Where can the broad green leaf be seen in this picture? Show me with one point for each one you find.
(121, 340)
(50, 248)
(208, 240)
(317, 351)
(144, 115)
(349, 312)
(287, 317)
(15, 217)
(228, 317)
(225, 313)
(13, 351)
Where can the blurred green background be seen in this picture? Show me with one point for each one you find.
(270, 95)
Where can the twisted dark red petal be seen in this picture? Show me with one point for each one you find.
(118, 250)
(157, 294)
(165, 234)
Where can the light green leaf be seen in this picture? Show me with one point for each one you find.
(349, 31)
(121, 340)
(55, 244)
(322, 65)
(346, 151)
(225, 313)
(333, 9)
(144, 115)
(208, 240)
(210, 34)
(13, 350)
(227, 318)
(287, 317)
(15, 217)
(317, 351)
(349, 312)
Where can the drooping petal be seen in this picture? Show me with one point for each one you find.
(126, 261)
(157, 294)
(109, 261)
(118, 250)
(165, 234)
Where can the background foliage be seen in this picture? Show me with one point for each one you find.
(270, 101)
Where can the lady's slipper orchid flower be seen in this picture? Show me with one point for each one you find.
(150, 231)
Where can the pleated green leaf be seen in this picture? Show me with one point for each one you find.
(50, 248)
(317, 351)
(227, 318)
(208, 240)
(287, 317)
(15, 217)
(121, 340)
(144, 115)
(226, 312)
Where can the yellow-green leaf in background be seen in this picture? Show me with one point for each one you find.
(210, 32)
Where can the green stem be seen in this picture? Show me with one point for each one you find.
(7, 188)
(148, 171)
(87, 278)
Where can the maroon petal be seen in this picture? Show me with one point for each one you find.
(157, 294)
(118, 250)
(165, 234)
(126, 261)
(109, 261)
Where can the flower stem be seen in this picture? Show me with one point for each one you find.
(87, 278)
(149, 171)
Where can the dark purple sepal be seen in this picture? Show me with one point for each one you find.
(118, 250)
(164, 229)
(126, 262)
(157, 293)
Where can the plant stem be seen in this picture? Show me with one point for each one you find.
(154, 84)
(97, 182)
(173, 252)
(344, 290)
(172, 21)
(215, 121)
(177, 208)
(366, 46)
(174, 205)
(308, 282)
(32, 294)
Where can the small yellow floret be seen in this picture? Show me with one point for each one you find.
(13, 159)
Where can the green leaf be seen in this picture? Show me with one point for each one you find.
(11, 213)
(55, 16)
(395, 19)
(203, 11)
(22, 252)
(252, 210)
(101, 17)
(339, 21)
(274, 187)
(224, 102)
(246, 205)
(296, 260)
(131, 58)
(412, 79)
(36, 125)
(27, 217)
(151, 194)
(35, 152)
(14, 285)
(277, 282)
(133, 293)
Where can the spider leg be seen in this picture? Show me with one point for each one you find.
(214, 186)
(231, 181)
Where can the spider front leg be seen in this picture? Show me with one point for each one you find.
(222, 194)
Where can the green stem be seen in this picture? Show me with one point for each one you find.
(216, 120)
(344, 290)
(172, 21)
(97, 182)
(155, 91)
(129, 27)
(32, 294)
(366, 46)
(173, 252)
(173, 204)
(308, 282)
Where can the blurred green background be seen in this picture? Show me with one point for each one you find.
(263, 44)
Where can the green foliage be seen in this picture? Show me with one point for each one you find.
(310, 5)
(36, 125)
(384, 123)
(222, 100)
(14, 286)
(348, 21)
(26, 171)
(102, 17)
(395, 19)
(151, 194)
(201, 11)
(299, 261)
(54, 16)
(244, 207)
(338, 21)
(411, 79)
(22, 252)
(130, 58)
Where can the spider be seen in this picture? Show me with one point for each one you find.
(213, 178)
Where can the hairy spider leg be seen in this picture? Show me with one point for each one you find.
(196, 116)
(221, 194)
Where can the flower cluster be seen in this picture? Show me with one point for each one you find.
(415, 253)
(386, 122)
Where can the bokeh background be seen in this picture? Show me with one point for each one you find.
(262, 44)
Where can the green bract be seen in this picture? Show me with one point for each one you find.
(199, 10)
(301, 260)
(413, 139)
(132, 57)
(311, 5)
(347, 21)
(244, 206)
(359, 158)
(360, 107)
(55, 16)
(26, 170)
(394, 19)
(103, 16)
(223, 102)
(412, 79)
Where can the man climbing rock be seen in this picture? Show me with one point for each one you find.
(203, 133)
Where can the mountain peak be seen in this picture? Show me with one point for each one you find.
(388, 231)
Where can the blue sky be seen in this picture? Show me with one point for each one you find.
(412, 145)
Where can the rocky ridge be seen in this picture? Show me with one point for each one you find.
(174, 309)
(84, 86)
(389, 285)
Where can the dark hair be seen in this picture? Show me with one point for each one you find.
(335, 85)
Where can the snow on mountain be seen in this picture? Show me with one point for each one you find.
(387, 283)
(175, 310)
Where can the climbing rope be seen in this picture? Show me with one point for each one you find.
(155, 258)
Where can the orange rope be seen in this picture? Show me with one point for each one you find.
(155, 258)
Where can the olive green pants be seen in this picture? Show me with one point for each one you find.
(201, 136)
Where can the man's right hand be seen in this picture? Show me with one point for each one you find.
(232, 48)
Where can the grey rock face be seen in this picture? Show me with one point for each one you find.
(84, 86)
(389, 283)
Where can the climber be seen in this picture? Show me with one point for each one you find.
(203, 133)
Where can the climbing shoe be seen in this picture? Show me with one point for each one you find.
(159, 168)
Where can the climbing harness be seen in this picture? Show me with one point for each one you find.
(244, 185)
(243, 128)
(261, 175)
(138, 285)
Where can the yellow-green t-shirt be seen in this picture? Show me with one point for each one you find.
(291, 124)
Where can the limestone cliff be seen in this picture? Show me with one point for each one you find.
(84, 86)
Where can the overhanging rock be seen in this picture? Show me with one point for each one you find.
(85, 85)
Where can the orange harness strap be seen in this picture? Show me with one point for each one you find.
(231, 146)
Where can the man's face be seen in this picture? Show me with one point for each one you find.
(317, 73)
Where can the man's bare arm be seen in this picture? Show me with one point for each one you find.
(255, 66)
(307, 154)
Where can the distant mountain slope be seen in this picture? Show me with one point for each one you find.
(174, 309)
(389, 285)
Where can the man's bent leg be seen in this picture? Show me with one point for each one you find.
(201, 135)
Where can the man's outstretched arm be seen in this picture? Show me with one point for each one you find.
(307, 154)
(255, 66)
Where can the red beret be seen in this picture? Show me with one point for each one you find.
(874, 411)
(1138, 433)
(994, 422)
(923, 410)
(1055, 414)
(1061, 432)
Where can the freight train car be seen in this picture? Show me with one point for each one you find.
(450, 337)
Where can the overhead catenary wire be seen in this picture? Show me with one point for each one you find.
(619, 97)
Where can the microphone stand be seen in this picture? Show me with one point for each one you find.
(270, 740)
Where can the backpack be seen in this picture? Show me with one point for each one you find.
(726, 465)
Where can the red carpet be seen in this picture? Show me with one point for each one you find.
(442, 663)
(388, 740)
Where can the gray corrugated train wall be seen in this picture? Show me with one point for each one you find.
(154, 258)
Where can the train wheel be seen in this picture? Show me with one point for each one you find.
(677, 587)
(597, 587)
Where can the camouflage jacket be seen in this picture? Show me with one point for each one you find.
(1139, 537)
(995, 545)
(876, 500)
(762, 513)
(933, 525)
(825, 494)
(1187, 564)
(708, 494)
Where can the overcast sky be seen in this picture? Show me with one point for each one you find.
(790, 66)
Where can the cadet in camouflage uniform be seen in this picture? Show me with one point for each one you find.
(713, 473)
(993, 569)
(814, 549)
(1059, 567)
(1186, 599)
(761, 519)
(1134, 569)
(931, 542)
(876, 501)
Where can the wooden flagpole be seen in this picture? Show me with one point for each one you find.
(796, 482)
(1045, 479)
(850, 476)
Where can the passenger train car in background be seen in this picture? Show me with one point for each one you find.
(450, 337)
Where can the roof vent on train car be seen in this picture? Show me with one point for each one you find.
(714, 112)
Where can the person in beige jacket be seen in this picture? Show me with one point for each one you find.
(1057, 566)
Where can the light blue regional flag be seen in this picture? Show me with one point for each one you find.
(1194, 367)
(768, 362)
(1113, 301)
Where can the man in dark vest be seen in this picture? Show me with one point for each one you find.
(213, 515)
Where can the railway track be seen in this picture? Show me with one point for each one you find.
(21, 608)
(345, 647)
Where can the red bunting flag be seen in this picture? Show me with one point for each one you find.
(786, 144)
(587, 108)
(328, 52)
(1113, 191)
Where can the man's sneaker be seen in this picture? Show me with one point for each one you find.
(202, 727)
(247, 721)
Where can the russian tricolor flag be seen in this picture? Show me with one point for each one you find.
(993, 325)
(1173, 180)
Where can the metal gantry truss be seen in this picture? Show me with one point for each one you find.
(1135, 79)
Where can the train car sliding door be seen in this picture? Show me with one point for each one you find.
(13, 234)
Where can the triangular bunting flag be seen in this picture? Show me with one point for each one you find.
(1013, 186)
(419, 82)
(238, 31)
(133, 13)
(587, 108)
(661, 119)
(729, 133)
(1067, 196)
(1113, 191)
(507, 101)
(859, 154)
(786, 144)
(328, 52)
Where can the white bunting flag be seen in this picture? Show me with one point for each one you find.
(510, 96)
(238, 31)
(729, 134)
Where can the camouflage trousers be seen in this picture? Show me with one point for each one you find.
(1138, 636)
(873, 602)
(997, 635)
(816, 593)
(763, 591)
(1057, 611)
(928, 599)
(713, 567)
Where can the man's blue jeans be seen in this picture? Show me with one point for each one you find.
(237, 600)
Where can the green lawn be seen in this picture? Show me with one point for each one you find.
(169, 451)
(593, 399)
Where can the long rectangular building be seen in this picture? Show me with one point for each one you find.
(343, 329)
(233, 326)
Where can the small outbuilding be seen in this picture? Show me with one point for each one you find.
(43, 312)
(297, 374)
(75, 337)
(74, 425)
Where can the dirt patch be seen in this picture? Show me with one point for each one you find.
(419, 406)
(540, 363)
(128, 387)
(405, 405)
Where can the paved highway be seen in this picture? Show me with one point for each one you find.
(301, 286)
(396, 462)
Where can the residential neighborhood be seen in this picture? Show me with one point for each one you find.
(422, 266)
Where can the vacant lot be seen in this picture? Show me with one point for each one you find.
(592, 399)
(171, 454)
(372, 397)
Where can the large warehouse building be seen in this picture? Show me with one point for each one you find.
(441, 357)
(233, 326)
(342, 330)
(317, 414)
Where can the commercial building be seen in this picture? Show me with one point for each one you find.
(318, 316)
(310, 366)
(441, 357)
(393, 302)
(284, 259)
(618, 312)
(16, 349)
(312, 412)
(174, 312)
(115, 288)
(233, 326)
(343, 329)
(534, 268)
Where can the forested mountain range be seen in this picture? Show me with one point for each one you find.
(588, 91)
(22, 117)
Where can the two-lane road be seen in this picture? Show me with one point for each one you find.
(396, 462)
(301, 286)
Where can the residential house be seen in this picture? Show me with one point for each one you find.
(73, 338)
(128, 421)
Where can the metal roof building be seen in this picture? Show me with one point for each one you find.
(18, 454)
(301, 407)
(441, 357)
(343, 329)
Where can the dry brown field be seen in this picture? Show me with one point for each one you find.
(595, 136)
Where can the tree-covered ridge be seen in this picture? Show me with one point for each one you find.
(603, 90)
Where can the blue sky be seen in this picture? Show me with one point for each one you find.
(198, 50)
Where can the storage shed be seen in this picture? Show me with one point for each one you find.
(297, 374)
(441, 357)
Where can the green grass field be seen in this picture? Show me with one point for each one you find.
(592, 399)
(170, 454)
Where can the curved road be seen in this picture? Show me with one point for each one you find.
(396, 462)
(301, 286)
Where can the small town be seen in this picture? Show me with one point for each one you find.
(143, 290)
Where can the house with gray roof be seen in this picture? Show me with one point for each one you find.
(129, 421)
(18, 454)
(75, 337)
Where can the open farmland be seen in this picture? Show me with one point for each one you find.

---------------

The request
Exactly as written, give the line containing "Where can the storage" and all remaining lines of the records.

Solution
Where can the storage shed be seen in this picture? Show me with one point for each one you find.
(297, 374)
(441, 357)
Where can the green grass field be seen in this picture? Show me with one point for each one you find.
(592, 399)
(170, 454)
Where can the curved road be seen in this picture? Show me with one point for each one you find.
(396, 462)
(301, 286)
Where can the small town be seen in this picture? Show me with one point for each one you find.
(143, 290)
Where can the house with gray roof be seen in this picture? Show me with one point for each one you find.
(129, 421)
(18, 454)
(75, 337)
Where can the open farmland be seen in this picture? Show me with one point for each one you find.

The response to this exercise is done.